### [SUPPLIED PASSAGE]
According to the World Health Organization (WHO), suicide is the 15th most frequent cause of death in the world and is responsible for approximately 800,000 deaths per year (WHO, 2014). It is of importance to further develop and implement interventions that focus on decreasing the number of deaths due to suicide. Improving mental health treatment and its availability for suicidal patients may be considered to be an important target when it comes to reducing the number of suicides, since studies indicate that 90-95% of the people that commit suicide were dealing with a mental health disorder (Cavanagh et al., 2003; Nock et al., 2008).

    Research has shown that cognitive behavioral therapy focused on suicide prevention (CBT-sp) is capable of reducing suicidality in various populations (Meerwijk et al., 2016; Mewton, 2016; Tarrier et al., 2008). The study ‘GGZ inteRvention In Prevention of suicidal behavior’ (GRIP) will investigate whether CBT-sp is also effective for suicidal patients (ideators as well as attempters) within the Dutch outpatient mental health care via a randomized controlled trial.

### [PROBLEM 1]
In the passage on suicide prevention, about how many deaths per year does the WHO attribute to suicide?
### [PROBLEM 2]
Go on writing the passage on suicide prevention, starting after its final sentence.
The items after this point are separate material and have nothing to do with the passage on suicide prevention.

### [RECORD SET]

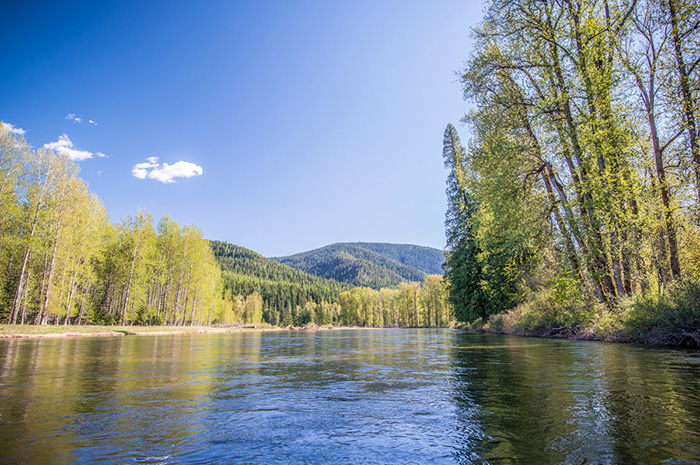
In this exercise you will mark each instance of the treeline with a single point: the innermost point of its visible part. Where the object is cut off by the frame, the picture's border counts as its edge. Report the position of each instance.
(284, 291)
(582, 180)
(289, 297)
(409, 305)
(62, 261)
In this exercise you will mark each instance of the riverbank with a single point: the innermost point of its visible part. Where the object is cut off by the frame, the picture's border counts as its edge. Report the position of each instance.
(670, 318)
(37, 331)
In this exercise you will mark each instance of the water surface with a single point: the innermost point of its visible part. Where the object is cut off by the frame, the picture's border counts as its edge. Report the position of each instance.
(346, 397)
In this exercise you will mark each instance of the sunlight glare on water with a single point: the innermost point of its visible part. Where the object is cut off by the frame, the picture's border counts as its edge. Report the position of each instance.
(389, 396)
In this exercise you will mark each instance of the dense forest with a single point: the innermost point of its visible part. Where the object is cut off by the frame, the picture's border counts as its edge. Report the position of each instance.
(63, 262)
(289, 296)
(576, 203)
(292, 297)
(374, 265)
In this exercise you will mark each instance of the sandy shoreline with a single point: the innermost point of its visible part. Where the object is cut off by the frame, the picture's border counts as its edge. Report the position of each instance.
(33, 331)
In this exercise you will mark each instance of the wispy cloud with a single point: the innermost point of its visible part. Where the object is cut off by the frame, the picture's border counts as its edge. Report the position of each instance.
(64, 146)
(12, 129)
(79, 119)
(165, 173)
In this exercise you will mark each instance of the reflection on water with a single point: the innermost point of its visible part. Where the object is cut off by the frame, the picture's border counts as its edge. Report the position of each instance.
(393, 396)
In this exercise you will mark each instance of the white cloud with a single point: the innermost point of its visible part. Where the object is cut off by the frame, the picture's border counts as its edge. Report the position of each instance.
(12, 129)
(165, 173)
(64, 146)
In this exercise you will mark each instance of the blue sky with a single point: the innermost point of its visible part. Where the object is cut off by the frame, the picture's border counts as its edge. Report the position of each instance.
(300, 123)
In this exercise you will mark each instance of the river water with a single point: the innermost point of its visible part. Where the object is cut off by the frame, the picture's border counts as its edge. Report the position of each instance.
(346, 397)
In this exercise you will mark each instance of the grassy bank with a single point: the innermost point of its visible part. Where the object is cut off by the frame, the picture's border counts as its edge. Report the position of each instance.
(33, 331)
(670, 317)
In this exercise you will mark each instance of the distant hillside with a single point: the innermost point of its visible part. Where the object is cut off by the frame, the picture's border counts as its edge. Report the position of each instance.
(374, 265)
(283, 288)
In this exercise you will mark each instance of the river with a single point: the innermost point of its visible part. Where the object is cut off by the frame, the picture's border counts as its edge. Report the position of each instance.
(346, 397)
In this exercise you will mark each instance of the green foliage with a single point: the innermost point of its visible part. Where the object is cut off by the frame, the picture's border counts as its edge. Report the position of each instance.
(576, 196)
(288, 295)
(367, 264)
(62, 260)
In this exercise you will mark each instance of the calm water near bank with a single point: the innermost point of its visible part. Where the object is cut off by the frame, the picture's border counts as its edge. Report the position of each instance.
(375, 396)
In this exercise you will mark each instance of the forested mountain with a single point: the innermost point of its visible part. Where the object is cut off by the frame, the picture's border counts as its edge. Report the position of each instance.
(286, 293)
(292, 297)
(374, 265)
(426, 259)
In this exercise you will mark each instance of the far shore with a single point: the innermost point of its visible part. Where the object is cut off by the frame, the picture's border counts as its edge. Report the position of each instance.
(8, 331)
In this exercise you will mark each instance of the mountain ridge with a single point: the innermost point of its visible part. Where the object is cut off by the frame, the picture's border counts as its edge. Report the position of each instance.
(368, 264)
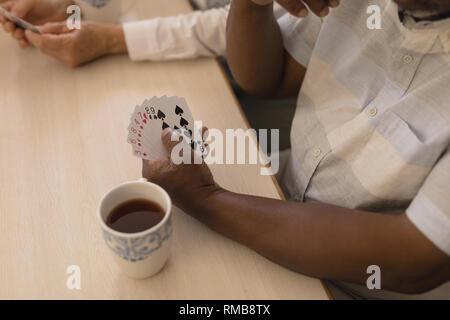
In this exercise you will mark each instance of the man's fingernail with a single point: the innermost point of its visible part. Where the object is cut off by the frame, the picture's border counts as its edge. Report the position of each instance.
(167, 131)
(334, 3)
(324, 12)
(303, 13)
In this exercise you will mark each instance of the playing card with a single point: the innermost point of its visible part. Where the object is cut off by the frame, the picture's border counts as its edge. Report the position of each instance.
(19, 22)
(149, 120)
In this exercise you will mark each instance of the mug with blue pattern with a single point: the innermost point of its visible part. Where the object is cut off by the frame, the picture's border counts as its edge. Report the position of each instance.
(143, 254)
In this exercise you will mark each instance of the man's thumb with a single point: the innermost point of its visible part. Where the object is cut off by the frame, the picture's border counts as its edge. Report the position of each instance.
(54, 27)
(21, 8)
(171, 138)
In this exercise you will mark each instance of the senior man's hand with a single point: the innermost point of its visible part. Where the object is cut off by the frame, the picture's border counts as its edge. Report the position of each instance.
(36, 12)
(76, 47)
(189, 185)
(299, 8)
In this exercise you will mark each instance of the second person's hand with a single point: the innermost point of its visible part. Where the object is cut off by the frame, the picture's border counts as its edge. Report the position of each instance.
(36, 12)
(76, 47)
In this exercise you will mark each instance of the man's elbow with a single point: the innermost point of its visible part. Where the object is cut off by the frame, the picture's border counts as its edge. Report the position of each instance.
(418, 282)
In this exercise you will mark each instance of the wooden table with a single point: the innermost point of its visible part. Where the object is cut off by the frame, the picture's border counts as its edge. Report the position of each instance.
(63, 145)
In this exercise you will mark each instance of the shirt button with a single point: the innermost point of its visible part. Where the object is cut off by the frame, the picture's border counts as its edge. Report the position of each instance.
(407, 59)
(317, 153)
(373, 112)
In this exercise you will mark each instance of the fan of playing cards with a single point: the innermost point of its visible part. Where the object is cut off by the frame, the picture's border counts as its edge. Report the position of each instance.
(152, 117)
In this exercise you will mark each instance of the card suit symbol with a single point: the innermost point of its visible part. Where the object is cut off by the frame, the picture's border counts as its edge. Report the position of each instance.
(183, 122)
(187, 133)
(178, 111)
(161, 115)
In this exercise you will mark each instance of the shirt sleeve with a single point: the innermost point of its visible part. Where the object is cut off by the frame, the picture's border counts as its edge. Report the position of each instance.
(192, 35)
(430, 209)
(300, 36)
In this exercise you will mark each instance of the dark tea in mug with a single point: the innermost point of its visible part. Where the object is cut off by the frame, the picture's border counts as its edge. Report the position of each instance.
(135, 216)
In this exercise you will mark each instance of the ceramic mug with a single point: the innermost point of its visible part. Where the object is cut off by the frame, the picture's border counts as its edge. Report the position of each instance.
(143, 254)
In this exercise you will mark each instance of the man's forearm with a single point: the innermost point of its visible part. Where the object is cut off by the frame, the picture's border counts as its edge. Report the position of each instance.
(326, 241)
(115, 39)
(254, 47)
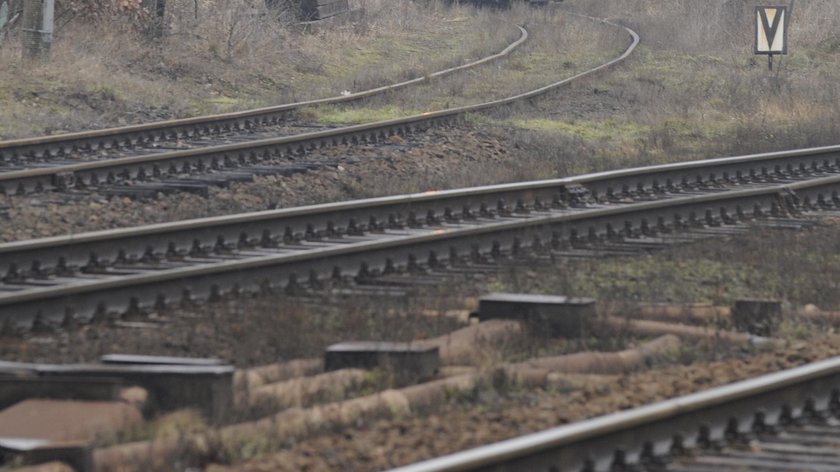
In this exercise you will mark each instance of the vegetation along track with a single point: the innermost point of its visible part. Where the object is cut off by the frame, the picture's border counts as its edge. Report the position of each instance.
(77, 278)
(244, 157)
(22, 153)
(781, 421)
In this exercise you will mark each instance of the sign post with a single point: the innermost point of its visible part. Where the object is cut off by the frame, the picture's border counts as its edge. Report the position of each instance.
(771, 27)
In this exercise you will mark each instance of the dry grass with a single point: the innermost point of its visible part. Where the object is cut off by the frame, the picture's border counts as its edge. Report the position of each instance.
(106, 73)
(559, 46)
(694, 89)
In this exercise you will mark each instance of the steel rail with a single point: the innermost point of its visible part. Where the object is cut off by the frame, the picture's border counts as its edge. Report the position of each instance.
(63, 143)
(283, 266)
(79, 250)
(649, 432)
(141, 167)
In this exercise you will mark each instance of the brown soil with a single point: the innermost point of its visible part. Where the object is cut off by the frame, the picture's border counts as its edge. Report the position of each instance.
(495, 415)
(432, 160)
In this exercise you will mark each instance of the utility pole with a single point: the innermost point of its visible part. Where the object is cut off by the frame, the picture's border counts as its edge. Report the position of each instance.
(38, 24)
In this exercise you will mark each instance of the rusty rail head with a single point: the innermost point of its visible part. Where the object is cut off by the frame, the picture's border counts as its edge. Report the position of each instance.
(28, 146)
(90, 172)
(596, 443)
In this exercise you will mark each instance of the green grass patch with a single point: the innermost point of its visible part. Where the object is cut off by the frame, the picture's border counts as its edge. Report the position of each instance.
(604, 130)
(357, 115)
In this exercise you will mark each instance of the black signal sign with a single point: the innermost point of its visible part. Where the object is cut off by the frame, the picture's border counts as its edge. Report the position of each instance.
(771, 26)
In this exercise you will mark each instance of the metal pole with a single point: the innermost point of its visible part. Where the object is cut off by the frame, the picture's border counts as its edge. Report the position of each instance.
(32, 10)
(38, 19)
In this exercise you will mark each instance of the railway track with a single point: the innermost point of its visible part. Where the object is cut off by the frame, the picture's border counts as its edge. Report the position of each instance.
(244, 159)
(77, 278)
(782, 421)
(119, 142)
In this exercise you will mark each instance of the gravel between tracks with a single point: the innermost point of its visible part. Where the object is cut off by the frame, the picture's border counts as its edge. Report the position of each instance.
(417, 163)
(384, 444)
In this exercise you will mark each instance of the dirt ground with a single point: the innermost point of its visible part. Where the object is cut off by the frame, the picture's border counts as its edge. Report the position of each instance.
(496, 416)
(504, 147)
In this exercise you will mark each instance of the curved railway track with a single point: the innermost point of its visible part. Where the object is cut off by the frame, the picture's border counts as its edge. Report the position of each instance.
(25, 151)
(80, 277)
(243, 156)
(782, 421)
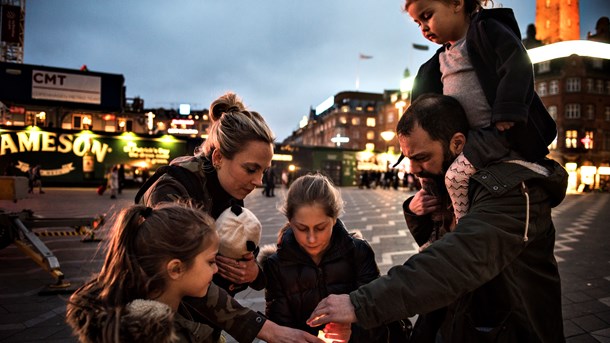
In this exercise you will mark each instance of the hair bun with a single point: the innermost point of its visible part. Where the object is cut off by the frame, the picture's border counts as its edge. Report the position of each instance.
(229, 102)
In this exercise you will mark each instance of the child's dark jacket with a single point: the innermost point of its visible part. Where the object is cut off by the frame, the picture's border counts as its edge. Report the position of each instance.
(505, 72)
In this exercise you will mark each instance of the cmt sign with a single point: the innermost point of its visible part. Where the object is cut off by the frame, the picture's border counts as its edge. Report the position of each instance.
(48, 85)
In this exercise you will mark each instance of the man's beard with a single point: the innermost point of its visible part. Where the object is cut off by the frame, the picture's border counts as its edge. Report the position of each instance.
(435, 183)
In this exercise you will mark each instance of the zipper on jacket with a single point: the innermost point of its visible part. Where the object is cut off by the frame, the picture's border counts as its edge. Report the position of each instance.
(525, 190)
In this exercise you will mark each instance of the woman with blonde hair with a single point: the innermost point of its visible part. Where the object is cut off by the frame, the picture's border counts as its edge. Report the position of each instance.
(227, 167)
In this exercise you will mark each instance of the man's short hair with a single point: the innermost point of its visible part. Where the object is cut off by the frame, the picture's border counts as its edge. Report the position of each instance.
(441, 116)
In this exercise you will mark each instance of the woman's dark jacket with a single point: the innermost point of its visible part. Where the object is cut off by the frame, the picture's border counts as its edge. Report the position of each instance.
(217, 308)
(505, 72)
(295, 284)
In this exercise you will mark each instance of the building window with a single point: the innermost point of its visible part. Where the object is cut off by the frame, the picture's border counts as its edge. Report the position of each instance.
(390, 117)
(554, 87)
(553, 112)
(542, 89)
(572, 111)
(599, 86)
(573, 84)
(589, 86)
(571, 137)
(125, 125)
(587, 141)
(544, 67)
(590, 112)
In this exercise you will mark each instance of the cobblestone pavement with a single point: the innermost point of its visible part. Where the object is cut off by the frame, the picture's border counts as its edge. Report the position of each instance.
(25, 316)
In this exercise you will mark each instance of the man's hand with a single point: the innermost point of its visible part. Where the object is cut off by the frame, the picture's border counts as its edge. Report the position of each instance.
(273, 333)
(242, 271)
(336, 308)
(504, 125)
(337, 333)
(423, 203)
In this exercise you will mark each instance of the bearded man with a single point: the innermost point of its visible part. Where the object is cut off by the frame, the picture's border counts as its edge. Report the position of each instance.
(491, 277)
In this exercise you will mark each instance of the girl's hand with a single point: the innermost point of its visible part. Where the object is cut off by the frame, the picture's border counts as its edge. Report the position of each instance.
(337, 332)
(423, 203)
(504, 125)
(238, 271)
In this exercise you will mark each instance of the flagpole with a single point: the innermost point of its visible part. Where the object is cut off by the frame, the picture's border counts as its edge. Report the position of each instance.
(358, 74)
(361, 56)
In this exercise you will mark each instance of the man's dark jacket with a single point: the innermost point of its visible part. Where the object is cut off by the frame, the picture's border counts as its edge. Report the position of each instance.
(496, 273)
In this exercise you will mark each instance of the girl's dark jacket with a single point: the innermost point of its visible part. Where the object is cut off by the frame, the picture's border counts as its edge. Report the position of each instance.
(295, 284)
(217, 308)
(505, 72)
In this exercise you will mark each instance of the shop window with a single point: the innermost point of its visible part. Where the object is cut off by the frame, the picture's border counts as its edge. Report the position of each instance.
(572, 111)
(590, 112)
(544, 67)
(542, 90)
(554, 87)
(553, 112)
(599, 86)
(606, 143)
(82, 122)
(573, 84)
(571, 139)
(125, 125)
(587, 140)
(589, 85)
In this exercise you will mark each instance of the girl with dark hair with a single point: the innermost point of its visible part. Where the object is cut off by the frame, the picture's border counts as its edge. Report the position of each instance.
(148, 270)
(315, 257)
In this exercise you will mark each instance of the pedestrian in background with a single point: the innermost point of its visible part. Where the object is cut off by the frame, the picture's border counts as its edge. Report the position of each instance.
(113, 181)
(148, 270)
(35, 179)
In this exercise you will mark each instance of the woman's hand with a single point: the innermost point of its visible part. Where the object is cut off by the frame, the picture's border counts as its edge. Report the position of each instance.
(238, 271)
(504, 125)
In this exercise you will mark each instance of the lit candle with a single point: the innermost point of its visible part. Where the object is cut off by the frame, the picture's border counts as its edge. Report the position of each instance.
(321, 336)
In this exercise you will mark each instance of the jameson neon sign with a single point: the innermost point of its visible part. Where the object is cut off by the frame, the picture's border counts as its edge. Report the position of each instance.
(41, 141)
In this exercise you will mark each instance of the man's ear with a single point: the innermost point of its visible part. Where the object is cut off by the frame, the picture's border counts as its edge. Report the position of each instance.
(175, 268)
(457, 142)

### [REPLY 1]
Approximately 800,000 deaths per year.

### [REPLY 2]
    The primary objective is to study the effect of cognitive behavioral therapy for suicide prevention (CBT-sp) added to treatment as usual (TAU) in reducing suicide ideation and suicidal behavior amongst patients receiving outpatient mental health care as compared with only TAU. The intervention will be applied transdiagnostically. Participants will be randomly assigned to either the experimental treatment group or the group that will receive only TAU. The primary outcome measure is defined as a reduction in severity and intensity of suicide ideation and suicidal behavior after 10 treatment sessions and during a follow-up period of six months after the end of treatment, measured by the Columbia-Suicide Severity Rating Scale (C-SSRS; (Posner et al., 2011). The secondary objective is to gain a better understanding of the underlying mechanisms involved in suicide idation and suicidal behavior. 

    Project leaders of this study are prof. Patricia van Oppen and Jet Heering. Jasper Wiebenga (PhD student) is the coordinating ivestigator.